** SUPPLIED ENTRIES **

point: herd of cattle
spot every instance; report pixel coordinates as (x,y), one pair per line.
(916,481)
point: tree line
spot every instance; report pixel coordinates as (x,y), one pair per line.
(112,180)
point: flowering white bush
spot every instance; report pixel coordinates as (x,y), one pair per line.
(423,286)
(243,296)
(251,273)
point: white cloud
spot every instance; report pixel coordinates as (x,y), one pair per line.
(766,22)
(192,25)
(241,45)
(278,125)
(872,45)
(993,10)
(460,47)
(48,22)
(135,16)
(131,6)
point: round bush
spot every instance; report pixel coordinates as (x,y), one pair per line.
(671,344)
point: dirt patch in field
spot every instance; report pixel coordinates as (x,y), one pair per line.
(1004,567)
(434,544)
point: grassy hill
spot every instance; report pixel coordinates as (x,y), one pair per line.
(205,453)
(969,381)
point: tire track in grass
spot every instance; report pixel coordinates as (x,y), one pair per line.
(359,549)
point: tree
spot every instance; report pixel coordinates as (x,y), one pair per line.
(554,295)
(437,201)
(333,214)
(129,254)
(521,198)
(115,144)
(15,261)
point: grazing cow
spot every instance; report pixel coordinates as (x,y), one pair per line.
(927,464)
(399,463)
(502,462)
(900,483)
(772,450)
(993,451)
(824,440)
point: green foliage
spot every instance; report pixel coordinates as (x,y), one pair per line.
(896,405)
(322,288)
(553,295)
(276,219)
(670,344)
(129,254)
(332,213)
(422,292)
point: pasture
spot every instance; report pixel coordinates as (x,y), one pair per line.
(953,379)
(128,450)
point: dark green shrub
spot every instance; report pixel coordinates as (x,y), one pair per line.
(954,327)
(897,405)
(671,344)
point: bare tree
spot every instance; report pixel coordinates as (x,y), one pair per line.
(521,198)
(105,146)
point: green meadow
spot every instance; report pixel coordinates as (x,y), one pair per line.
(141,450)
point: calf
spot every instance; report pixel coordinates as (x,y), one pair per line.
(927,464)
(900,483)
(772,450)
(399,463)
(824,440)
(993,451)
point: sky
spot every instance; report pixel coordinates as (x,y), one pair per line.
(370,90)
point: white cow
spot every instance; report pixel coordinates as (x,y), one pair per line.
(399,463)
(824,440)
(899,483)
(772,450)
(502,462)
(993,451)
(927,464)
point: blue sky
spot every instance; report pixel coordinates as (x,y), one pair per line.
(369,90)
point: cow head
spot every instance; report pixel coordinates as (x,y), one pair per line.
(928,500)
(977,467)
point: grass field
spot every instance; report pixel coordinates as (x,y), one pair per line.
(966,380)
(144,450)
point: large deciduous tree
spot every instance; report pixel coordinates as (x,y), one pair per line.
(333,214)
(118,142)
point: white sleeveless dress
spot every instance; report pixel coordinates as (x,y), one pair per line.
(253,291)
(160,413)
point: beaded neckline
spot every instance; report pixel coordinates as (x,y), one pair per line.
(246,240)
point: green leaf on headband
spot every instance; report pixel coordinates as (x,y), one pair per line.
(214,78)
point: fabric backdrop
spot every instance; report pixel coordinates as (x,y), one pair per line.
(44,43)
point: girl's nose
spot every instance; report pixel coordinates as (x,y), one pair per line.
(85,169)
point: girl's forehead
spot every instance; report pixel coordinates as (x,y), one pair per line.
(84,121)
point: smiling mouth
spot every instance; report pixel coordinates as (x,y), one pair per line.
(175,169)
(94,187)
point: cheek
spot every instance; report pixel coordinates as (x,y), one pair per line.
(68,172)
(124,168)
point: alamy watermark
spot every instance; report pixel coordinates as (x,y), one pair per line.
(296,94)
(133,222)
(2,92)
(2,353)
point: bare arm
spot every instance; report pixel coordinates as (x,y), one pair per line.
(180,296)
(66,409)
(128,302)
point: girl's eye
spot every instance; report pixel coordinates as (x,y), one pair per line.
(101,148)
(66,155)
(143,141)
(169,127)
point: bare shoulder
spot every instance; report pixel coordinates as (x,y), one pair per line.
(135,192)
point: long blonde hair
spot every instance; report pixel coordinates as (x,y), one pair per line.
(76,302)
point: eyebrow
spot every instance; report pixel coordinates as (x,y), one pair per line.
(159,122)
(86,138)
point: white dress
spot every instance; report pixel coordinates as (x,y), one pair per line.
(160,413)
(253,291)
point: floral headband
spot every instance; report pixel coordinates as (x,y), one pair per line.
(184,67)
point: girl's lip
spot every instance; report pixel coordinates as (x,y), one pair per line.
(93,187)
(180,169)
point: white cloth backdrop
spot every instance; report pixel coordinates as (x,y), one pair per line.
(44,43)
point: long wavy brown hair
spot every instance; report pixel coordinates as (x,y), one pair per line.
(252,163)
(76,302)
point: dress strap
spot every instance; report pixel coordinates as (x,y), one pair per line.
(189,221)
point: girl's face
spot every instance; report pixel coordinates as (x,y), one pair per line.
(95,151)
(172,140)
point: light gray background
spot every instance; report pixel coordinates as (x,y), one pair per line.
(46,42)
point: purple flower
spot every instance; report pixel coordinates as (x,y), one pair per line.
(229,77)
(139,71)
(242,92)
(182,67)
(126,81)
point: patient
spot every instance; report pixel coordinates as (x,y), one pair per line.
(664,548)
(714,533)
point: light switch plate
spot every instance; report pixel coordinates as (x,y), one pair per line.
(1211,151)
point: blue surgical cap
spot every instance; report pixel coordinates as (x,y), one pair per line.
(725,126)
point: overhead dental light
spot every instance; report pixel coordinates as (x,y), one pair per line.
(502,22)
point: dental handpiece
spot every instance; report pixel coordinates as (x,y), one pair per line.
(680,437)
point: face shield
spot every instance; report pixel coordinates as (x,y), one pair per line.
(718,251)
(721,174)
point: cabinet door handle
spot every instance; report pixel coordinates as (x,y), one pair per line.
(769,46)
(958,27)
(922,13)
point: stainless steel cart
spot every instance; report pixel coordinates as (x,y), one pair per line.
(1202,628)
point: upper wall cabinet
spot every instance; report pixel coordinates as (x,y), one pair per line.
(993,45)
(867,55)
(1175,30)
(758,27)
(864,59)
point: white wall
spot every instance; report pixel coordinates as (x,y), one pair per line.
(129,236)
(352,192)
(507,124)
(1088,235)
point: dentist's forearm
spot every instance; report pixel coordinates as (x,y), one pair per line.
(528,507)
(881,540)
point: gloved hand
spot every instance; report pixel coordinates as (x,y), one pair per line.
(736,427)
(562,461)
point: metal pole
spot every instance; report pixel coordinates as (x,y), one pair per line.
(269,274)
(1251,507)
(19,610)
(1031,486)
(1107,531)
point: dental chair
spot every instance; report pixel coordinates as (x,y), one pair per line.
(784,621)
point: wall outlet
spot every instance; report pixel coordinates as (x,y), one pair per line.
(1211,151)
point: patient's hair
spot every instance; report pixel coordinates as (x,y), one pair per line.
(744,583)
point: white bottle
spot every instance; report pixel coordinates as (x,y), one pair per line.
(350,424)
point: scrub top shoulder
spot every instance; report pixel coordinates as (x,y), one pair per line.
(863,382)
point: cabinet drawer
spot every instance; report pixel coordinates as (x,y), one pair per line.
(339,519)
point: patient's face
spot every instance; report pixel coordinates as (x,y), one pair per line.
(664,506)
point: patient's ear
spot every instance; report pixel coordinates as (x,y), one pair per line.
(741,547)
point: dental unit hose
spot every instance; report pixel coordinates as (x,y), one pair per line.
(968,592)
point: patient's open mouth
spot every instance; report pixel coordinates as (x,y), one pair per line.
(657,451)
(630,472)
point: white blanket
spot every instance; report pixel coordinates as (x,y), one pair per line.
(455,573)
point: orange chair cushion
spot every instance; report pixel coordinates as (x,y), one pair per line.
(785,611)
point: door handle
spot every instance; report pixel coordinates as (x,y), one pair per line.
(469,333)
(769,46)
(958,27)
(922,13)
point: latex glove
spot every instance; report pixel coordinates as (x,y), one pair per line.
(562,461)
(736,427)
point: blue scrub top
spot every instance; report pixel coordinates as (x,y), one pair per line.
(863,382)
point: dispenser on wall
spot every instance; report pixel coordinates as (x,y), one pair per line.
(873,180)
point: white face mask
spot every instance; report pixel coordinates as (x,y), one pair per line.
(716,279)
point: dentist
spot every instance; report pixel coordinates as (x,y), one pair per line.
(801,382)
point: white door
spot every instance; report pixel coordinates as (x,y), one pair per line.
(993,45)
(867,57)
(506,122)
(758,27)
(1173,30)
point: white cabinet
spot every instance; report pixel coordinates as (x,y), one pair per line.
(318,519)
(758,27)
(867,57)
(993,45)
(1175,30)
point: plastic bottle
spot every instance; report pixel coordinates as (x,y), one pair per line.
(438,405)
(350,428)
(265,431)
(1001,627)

** WORK TASK **
Show all lines above containing "handle".

** RESPONSE TO THIS TASK **
point: cabinet door handle
point: door handle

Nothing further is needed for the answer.